STUDY QUESTIONS:
1. Translate this sentence from the mentoring interview below into Spanish: "The most important thing is to build trust with your mentee."
2. Carry on the interview with Akira Hoshino about mentoring from its last line shown below.

The Most Important Leadership Lessons Come From the Heart

with Akira Hoshino, auditor for CARE International Japan, former CEO at Century Medical Inc., and coach and mentor at The ExCo Group

Akira Hoshino, auditor for CARE International Japan, former CEO at Century Medical Inc., and coach and mentor at The ExCo Group, speaks with Adam Bryant about the foundation of trust in mentoring relationships, why the most important leadership lessons come from experience rather than textbooks, and the wisdom of approaching change with the flexibility of water.

Bryant: What for you is the key to effective mentoring?

Akira: The most important thing is to build trust with your mentee. Unless they trust you, they will ignore whatever you ask them to do. They won’t listen and they won’t care. But once you build that trust and respect, things change. They will listen to what I’m saying. They will want to understand what I’m saying.

Bryant: How do you build that trust?

Akira: It starts with listening carefully to the stories they share about how they were brought up—their families, how they were educated, the challenges they’ve faced in life. You need to understand them at a deeply human level before you start mentoring. And that includes being able to put yourself in their shoes if they are having trouble with something. You want to show empathy and some degree of sympathy, as if you were one of their siblings.

Bryant: What do you find is the biggest difference in how coaches and mentors operate?

Akira: Experience is very important, and this is a big differentiator here at ExCo. A lot of coaches are professional consultants or college professors who have never led a business themselves. So they may be book-smart, but the most important lessons about leadership come from the heart, and you only get that through experience.

Bryant: Is there a particularly difficult conversation you had to have with a client?

DATASET EXCERPTS:
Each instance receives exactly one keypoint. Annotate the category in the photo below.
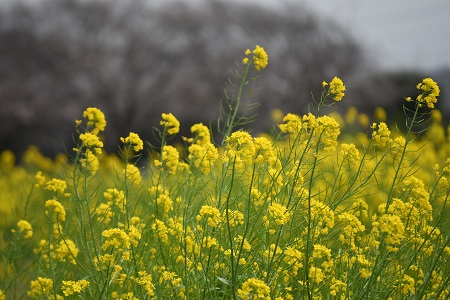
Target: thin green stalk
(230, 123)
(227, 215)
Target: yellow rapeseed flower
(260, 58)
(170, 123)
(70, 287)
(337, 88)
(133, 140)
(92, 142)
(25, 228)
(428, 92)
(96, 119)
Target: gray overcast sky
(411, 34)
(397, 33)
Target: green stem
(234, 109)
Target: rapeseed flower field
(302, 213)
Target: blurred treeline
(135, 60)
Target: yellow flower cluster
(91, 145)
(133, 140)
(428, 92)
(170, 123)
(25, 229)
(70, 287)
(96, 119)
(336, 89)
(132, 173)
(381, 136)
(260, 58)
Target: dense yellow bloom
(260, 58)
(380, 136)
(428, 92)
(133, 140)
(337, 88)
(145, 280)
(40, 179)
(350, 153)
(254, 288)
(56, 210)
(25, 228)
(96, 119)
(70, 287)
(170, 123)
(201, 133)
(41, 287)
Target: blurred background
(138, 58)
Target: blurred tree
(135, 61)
---
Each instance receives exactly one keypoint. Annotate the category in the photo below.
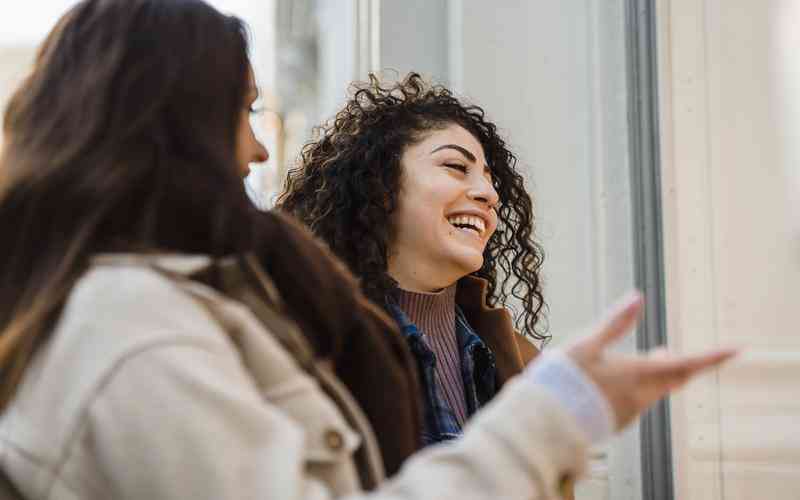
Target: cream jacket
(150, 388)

ANSWERS BY TASK:
1. Lo más importante es generar confianza con tu mentorado.

2.
Akira: With one client, my mandate was to make him the next CEO of the company. But when I tried to mentor him, he said, “I don’t want to be CEO. I never want to be CEO.” Because I had been a CEO myself, I was able to tell him all the good and exciting things about being a CEO, as well as all the hardships that you are going to encounter.

Despite his initial resistance, he ultimately did become a CEO, and he said he was grateful for the advice I gave him about all the good things about the job—that you can have the control and freedom to do what you believe is right. That freedom and that authority is good. If you have some purpose or goal in your life, it’s the best position you can have to realize your goals.

Bryant: What’s the best lesson you learned from one of your mentors over the years?

Akira: Earlier in my career, I was facing a tough decision, and I really felt unsure about which choice to make. And my mentor at the time said to me, “Whichever path you choose is okay. And once you choose it, don’t look back, and just move forward and believe that your choice was right.” That was a good lesson.

Bryant: What’s the wisest thing that you’ve ever heard, read, or said about leadership?

Akira: Given how fast the world is changing, it’s important to be flexible. And someone told me once to be like water, because water can change its form in any way. Accept changes that may happen.